Wednesday, 8 April 2009

The strange divorce and remarriage law in the Qur’an...

We will find out a lot of interesting issues, especially about Muhammad's treatment of his wifes...

It may be rare that a divorced couple would like to reconcile and remarry each other, but this does happen.

The Qur’an has a strange marriage law for the divorced couple in this situation, after they have worked out their differences. It says that
a divorced couple may remarry each other if and only if the wife first marries another man, have sexual intercourse with each other, and then this second man divorces her.

The Bible, does not prohibit a divorced couple from reconciling and remarrying each other, and it permits this directly and straightforwardly without interference or an intervening marriage and divorce.

Surah 2:230 says: “
And if the husband divorces his wife (for the third time), she shall not remain his lawful wife after this (absolute) divorce, unless she marries another husband and the second husband divorces her. (In that case) there is no harm if they [the first couple] remarry…” (Sayyid Abul A’La Maududi, The Meaning of the Qur’an, vol. 1, p. 165)

Maududi (d. 1979) is a traditional and conservative commentator on the Qur’an, so let’s give a look to his interpretation, explanation and about the context of this remarriage law in Surah 2:228-232.

A final and absolute divorce is built on a three-stage process, coordinated with a woman’s monthly cycle. He reports that a man may pronounce a divorce against his wife only
after her menses, not during it: in order to check hasty action and leave the door open for reconciliation at many stages, the right method of pronouncing divorce as taught by the Qur’an and the Traditions is that if and when it becomes inevitable, it should be pronounced only when she is not in her menses and even if a dispute arises during the monthly period, it is not right to pronounce divorce during that condition, but he should wait for her to cleanse herself and then may pronounce a single divorce [but not the third and final one], if he so likes.

Then Maududi says that the divorce pronouncement is repeated two more times. On the
third one, the divorce is final and absolute.

Entries from a dataset

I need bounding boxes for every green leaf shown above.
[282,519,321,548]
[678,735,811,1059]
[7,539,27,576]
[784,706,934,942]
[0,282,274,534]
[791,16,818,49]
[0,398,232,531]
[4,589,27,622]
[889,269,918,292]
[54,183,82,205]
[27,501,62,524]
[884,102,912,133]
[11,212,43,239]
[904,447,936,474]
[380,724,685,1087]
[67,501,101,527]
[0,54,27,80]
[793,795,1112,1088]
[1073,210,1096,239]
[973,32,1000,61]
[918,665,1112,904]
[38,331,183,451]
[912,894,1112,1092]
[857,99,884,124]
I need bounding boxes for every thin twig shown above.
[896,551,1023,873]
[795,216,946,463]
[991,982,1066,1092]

#### Requirements:
Quote the post on the divorce and remarriage law in the Qur'an in full, word for word. The entries aren't needed here.

#### Solution to this task:
Wednesday, 8 April 2009

The strange divorce and remarriage law in the Qur’an...

We will find out a lot of interesting issues, especially about Muhammad's treatment of his wifes...

It may be rare that a divorced couple would like to reconcile and remarry each other, but this does happen.

The Qur’an has a strange marriage law for the divorced couple in this situation, after they have worked out their differences. It says that
a divorced couple may remarry each other if and only if the wife first marries another man, have sexual intercourse with each other, and then this second man divorces her.

The Bible, does not prohibit a divorced couple from reconciling and remarrying each other, and it permits this directly and straightforwardly without interference or an intervening marriage and divorce.

Surah 2:230 says: “
And if the husband divorces his wife (for the third time), she shall not remain his lawful wife after this (absolute) divorce, unless she marries another husband and the second husband divorces her. (In that case) there is no harm if they [the first couple] remarry…” (Sayyid Abul A’La Maududi, The Meaning of the Qur’an, vol. 1, p. 165)

Maududi (d. 1979) is a traditional and conservative commentator on the Qur’an, so let’s give a look to his interpretation, explanation and about the context of this remarriage law in Surah 2:228-232.

A final and absolute divorce is built on a three-stage process, coordinated with a woman’s monthly cycle. He reports that a man may pronounce a divorce against his wife only
after her menses, not during it: in order to check hasty action and leave the door open for reconciliation at many stages, the right method of pronouncing divorce as taught by the Qur’an and the Traditions is that if and when it becomes inevitable, it should be pronounced only when she is not in her menses and even if a dispute arises during the monthly period, it is not right to pronounce divorce during that condition, but he should wait for her to cleanse herself and then may pronounce a single divorce [but not the third and final one], if he so likes.

Then Maududi says that the divorce pronouncement is repeated two more times. On the
third one, the divorce is final and absolute.